First-line therapy: All patients suspected of having OHL should first be evaluated by KOH preparation to exclude a diagnosis of oral candidiasis as well as consideration of a cause for immunocompromise or immunosuppression in the affected patient. OHL and oral candidiasis may also occur concurrently in any given patient.
- Patients with OHL must be evaluated for the presence of HIV infection and other forms of immunosuppression if HIV tests are negative. Successful HIV treatment with anti-retroviral medications will likely result in resolution of OHL.
- In addition, treat the frequently associated thrush, if present, with clotrimazole troches (first-line) or oral nystatin suspension.
- Topical tretinoin 0.1% cream (such as Atralin, Avita, Refissa, Renova, Retin-A, Retin-A Micro), adapalene cream (such as Differin), or tazarotene (such as Tazorac) may be applied twice daily. Topical acyclovir ointment applied to the lesion 4 times daily may also result in resolution of lesions.
- Oral acyclovir 2.0 to 3.2 g per day (400 mg 5 times daily, or 800 mg 4 times daily) for 10-14 days. OHL will resolve with intravenous acyclovir, but this is rarely indicated.
- Chronic suppression with retinoic acid or topical acyclovir may be used. However, as OHL is totally asymptomatic and hidden, suppressive therapy has no proven benefit.
- Failure to evaluate for HIV infection or other cause of immunocompromise.
- Side effects from oral acyclovir are rare. They include rashes and mild GI upset. Intravenous acyclovir may precipitate in the kidney and decrease renal function, so renal function tests should be followed.
- HIV-positive individuals also may develop true precancerous or cancerous leukoplakia like oral lesions. The diagnosis of OHL should be considered only when in its characteristic location (lateral tongue bilaterally). A biopsy is required to establish the diagnosis of OHL when seen at other locations in the oral cavity.
- Epstein-Barr virus serologies play no role in the management or diagnosis of OHL.

Assigned task 1:
Rewrite the passage on OHL therapy starting at "- Topical tretinoin" and ending at "is rarely indicated.", with "rarely" replaced by "seldom".
Assigned task 2:
List every brand name the passage on OHL therapy gives as an example of topical tretinoin 0.1% cream.
The material after this passage is not used in any task.

Given information:

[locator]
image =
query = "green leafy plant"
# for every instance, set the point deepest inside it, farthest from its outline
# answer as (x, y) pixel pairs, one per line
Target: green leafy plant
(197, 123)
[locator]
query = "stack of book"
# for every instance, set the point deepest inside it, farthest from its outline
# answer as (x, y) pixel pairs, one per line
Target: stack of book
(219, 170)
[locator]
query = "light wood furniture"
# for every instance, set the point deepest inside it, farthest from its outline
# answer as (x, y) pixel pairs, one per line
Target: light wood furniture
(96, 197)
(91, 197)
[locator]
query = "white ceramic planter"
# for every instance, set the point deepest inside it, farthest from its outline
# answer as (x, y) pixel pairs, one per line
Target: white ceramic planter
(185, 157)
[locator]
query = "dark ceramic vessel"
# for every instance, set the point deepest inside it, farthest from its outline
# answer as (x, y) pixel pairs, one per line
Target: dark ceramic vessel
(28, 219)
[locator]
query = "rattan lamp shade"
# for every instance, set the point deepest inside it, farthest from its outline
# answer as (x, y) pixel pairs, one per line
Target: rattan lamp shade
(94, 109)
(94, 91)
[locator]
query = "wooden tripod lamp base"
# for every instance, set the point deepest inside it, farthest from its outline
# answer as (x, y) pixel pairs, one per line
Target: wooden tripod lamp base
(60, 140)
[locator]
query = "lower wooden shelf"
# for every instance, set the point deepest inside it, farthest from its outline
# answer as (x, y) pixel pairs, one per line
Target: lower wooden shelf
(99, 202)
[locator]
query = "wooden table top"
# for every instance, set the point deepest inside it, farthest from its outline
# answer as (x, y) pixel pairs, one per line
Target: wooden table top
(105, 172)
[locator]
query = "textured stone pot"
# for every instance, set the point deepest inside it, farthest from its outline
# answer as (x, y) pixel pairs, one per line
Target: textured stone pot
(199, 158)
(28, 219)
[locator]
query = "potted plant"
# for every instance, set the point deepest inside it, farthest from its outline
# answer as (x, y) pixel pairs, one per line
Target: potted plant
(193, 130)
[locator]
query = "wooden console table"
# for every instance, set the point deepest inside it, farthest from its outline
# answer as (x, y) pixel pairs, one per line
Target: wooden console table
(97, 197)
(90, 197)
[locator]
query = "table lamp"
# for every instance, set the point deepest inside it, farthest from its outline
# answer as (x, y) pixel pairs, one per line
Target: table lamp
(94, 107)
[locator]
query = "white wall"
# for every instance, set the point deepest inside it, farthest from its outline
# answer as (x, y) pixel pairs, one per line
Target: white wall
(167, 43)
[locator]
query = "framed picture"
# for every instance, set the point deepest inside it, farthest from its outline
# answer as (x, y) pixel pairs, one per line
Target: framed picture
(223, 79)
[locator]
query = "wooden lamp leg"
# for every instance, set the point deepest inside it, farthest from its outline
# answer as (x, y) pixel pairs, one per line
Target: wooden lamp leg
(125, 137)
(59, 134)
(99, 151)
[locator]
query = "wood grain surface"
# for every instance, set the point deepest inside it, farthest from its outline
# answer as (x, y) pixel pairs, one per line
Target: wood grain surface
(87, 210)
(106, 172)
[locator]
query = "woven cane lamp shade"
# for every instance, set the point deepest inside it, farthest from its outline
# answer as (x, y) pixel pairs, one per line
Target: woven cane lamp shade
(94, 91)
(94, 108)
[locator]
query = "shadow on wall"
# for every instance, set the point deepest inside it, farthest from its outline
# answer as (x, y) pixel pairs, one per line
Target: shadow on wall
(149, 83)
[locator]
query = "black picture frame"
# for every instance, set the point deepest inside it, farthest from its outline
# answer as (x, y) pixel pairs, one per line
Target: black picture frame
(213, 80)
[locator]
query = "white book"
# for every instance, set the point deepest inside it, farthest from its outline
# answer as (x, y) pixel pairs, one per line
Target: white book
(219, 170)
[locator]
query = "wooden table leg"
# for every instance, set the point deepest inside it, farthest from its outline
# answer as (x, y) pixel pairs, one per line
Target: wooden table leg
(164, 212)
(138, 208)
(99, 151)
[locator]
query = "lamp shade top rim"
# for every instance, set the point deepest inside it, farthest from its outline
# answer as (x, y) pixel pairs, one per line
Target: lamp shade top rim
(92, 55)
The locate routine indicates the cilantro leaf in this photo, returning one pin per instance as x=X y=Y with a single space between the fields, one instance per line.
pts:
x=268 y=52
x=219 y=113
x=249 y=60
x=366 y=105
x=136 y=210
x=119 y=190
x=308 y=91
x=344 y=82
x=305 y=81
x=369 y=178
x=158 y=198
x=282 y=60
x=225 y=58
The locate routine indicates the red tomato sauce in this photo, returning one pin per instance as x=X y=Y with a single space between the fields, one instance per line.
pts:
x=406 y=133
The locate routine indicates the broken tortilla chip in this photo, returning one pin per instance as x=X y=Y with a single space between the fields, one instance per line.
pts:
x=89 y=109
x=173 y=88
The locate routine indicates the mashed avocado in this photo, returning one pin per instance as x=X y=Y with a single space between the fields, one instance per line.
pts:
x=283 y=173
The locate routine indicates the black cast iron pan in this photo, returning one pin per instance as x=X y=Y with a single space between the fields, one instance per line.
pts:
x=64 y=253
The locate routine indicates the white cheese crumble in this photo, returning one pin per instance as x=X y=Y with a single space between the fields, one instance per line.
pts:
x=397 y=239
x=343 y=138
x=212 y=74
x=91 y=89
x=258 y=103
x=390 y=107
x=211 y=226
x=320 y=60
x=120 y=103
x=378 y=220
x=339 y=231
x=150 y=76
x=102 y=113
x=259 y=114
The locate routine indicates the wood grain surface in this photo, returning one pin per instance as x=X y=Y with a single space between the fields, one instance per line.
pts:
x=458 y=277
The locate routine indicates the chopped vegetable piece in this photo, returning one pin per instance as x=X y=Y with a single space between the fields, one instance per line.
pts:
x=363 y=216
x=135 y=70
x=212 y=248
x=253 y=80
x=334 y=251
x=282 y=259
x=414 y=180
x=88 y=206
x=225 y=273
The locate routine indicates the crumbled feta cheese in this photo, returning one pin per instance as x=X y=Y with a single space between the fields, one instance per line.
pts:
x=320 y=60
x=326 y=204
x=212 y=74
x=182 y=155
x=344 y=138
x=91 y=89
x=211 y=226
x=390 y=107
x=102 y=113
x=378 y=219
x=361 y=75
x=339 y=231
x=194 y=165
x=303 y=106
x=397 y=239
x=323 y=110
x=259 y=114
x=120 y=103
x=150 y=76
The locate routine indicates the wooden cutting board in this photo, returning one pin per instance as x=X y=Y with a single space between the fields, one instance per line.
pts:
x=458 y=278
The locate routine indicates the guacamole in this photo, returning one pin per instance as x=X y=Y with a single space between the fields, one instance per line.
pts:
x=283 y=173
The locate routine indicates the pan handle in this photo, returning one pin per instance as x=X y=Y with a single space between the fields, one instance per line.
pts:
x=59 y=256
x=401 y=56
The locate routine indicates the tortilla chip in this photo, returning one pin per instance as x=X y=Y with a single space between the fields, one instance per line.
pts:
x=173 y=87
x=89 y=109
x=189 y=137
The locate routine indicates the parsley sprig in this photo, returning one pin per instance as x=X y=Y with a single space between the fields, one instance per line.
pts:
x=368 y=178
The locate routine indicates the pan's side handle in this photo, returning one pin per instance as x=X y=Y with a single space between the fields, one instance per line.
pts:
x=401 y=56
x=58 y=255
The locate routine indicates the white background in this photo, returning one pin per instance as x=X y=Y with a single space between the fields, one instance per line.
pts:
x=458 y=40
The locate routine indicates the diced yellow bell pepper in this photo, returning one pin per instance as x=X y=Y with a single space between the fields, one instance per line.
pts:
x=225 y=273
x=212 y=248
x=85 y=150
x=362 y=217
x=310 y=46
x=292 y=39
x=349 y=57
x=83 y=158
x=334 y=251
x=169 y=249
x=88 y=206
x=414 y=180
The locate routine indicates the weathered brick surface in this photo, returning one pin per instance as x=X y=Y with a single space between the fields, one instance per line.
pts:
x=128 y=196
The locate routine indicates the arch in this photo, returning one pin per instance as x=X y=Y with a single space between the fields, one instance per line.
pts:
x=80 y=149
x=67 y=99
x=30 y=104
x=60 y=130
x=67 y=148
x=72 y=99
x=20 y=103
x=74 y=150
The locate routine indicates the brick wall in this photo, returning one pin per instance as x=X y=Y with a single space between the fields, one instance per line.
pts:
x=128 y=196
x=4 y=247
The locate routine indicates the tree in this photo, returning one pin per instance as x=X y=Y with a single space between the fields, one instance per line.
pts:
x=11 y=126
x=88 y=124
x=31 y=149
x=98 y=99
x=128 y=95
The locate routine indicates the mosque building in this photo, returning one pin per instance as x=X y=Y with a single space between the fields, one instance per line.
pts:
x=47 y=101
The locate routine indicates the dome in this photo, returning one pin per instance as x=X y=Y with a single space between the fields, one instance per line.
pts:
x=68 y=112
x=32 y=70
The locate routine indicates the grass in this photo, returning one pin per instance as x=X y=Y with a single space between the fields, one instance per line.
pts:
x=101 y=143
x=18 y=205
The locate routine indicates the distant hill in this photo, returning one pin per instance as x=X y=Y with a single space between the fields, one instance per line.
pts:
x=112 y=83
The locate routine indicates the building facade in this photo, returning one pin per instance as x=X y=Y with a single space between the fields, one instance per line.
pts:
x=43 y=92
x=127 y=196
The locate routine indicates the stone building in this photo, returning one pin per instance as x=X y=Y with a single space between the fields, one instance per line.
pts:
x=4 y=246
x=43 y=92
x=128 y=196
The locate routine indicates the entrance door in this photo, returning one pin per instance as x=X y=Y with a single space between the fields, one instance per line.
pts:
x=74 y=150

Exercise response 1:
- Topical tretinoin 0.1% cream (such as Atralin, Avita, Refissa, Renova, Retin-A, Retin-A Micro), adapalene cream (such as Differin), or tazarotene (such as Tazorac) may be applied twice daily. Topical acyclovir ointment applied to the lesion 4 times daily may also result in resolution of lesions.
- Oral acyclovir 2.0 to 3.2 g per day (400 mg 5 times daily, or 800 mg 4 times daily) for 10-14 days. OHL will resolve with intravenous acyclovir, but this is seldom indicated.

Exercise response 2:
Atralin, Avita, Refissa, Renova, Retin-A, Retin-A Micro